§ **Aim of the task**:
In every line of the data below, swap "innermost spot" for "most central spot" and reproduce everything else unchanged.

§ **Dataset records**:
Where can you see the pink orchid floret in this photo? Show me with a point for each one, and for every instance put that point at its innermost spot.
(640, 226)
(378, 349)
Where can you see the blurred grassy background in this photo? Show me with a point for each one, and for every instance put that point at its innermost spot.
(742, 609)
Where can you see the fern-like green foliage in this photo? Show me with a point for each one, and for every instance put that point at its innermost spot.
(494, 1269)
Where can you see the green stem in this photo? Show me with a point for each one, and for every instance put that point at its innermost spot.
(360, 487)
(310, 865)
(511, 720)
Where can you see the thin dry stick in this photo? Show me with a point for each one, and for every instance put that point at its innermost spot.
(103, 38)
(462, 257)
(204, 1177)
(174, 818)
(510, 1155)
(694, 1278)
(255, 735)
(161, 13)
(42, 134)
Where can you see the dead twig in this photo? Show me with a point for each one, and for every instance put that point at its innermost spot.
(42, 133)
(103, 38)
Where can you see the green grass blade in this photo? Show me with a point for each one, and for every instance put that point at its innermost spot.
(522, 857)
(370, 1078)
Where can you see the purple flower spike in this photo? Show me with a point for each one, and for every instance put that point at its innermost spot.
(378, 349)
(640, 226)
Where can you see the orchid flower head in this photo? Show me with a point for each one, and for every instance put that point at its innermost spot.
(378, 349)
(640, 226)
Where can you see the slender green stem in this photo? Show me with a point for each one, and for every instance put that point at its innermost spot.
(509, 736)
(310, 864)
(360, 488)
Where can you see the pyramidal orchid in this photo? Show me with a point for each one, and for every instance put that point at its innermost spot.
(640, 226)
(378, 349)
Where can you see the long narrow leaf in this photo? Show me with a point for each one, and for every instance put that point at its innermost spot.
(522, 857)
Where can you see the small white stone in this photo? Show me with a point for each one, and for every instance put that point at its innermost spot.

§ **Worked solution**:
Where can you see the pink orchid floret in this photo? Show me with a point for each one, and for every instance put that point at its most central spot.
(640, 226)
(378, 349)
Where can you see the blurred grassy background in this photo? Show me with a point for each one, and for every instance put that point at its most central spot.
(742, 609)
Where can you see the fern-like green foliage in this photo? Show me with a point for each one, and for every instance put that point at its most central spot.
(494, 1269)
Where can you see the green stem in this photo? Show me with a point for each one, and for every instance put that point at its most central spot.
(360, 487)
(310, 865)
(511, 720)
Where can you see the thin dry stick in this photo? Show me with a point for each one, and for every instance put that point at its most central spot.
(103, 38)
(462, 257)
(204, 1177)
(174, 818)
(510, 1155)
(694, 1278)
(255, 735)
(161, 13)
(42, 134)
Where can you see the dead twig in this photo? Show me with a point for each one, and for every instance put that point at its most central spot.
(42, 133)
(103, 38)
Where can you see the green grass blade in this photo? Show me with a point for each one, and for every instance put that point at its most central spot.
(522, 857)
(370, 1078)
Where can you see the purple flower spike in this photo? Show me with a point for each one, and for every instance put that point at its most central spot.
(378, 349)
(640, 226)
Where can you see the orchid flower head in this photo? Show me with a point for each one, and for every instance put that point at its most central spot.
(378, 349)
(640, 226)
Where can you see the slender green stem in this photo? Show me with a point for each one, and for every instance put that point at its most central spot.
(509, 736)
(310, 864)
(360, 488)
Where can you see the pyramidal orchid in this photo? Show me with a point for each one, and for every instance put that point at its most central spot.
(640, 226)
(378, 349)
Where can you see the long narrow leaf in this photo? Show me with a point for each one, and for every instance put that point at its most central spot.
(522, 857)
Where can you see the small white stone in this photo? Show me with a point for each one, and for every instance put that point at its most central spot.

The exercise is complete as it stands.